**The request:** List each line below that contains the word "flower".

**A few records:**
[Begin]
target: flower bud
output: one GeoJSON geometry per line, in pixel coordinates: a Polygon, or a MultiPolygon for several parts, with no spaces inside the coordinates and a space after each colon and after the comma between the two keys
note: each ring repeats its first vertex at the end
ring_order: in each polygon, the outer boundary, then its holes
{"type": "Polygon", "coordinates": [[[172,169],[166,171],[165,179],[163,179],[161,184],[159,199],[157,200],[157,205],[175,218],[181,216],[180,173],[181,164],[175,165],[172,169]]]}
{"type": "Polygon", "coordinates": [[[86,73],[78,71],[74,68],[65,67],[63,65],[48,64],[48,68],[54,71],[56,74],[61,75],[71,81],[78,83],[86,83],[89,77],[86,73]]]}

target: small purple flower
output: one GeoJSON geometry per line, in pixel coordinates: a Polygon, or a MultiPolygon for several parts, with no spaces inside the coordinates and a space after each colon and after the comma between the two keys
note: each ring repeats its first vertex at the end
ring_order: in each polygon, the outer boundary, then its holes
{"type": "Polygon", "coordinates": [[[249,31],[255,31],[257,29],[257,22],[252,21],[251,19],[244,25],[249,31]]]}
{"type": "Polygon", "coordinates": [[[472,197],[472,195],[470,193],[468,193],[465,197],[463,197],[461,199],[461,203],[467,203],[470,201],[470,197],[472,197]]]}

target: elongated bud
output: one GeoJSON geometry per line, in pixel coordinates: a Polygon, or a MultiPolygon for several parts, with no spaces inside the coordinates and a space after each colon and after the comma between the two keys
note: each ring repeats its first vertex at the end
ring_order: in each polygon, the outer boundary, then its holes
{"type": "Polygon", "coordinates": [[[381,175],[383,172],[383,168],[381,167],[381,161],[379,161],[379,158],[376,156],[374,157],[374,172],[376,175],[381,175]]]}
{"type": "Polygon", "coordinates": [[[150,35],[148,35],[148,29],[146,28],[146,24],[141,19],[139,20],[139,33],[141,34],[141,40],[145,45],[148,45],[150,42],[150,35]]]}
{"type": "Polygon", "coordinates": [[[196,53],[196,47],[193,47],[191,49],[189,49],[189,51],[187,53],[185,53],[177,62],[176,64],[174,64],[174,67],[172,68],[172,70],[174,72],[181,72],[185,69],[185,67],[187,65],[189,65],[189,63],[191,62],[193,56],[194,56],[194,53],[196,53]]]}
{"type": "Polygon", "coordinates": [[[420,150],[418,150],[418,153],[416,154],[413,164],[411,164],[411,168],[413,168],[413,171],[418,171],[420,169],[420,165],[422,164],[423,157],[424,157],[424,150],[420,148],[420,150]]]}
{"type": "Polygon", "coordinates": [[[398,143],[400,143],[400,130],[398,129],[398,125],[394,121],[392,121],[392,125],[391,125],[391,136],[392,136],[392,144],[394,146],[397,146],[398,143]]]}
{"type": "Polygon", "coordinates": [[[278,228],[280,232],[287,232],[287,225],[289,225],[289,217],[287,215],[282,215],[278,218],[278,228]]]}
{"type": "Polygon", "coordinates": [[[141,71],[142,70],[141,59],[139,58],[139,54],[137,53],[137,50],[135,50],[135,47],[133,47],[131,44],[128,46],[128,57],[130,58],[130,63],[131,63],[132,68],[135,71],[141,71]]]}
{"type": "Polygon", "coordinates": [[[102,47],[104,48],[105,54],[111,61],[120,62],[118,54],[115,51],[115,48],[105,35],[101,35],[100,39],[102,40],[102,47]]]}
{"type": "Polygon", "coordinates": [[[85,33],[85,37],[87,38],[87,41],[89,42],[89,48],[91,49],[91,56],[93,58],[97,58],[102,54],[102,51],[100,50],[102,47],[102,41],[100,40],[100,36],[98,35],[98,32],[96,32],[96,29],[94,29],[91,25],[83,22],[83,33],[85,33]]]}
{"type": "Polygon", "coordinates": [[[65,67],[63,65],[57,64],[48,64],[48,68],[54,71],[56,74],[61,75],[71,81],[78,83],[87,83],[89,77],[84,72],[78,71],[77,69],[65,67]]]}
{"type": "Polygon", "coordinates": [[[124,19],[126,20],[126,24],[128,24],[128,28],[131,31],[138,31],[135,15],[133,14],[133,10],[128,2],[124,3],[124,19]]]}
[End]
**Written answer:**
target: flower bud
target: small purple flower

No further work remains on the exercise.